**Instructions for the task:** Reproduce the records below exactly, leaving out any pictures.

##### The data

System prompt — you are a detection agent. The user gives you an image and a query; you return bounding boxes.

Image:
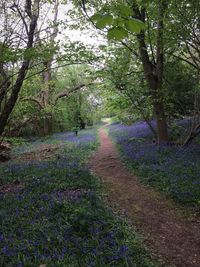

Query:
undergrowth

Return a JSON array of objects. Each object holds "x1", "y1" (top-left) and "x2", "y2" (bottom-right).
[
  {"x1": 0, "y1": 128, "x2": 155, "y2": 267},
  {"x1": 108, "y1": 121, "x2": 200, "y2": 209}
]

##########

**Expected output:**
System prompt — you are a detection agent. The user gives you an image and a query; you return bounding boxes.

Image:

Query:
undergrowth

Return a JSON array of objects. Each object holds "x1", "y1" (top-left) and "x2", "y2" (bottom-right).
[
  {"x1": 0, "y1": 128, "x2": 155, "y2": 267},
  {"x1": 108, "y1": 121, "x2": 200, "y2": 209}
]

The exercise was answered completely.